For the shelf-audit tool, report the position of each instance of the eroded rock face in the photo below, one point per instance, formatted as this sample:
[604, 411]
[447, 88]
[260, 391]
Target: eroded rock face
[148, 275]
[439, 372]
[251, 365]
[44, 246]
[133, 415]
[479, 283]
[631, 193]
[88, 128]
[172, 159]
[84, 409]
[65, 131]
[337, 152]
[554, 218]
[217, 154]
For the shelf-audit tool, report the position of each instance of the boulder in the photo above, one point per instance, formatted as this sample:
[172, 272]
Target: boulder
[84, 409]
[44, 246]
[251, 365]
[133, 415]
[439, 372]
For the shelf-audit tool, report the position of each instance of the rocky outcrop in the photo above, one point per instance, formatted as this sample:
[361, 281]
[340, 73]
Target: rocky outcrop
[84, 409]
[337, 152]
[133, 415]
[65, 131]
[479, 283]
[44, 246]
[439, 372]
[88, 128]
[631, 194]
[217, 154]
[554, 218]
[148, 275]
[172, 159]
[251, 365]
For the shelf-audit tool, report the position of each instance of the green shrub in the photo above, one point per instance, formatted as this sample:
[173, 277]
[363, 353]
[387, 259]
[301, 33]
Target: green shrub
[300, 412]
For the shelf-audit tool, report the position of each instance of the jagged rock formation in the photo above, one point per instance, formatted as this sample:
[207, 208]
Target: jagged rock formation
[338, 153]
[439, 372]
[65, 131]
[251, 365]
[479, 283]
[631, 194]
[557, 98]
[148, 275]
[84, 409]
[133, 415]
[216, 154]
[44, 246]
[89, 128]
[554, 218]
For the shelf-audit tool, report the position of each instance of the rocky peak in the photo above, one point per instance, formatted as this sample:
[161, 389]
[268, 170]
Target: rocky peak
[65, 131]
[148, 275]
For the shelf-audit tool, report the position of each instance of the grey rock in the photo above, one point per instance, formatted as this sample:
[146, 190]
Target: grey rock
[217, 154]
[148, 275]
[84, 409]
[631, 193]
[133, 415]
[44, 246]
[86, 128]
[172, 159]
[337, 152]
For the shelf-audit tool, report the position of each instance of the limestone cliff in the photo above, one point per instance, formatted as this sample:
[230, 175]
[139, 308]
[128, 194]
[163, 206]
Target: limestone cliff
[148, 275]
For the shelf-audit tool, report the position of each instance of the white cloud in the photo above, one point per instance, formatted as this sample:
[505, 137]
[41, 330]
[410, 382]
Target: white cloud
-------
◆ TASK STATEMENT
Output, exactly and with no other text, the line that contains "Target: limestone cliff" and all lines from there to the end of the records.

◆ RESPONSE AREA
Target: limestone cliff
[148, 275]
For the shelf-audit tool, report the position of each instance of the white cloud in the photo above, one point per instance, formatted as this sample:
[505, 137]
[41, 330]
[410, 382]
Target: white cloud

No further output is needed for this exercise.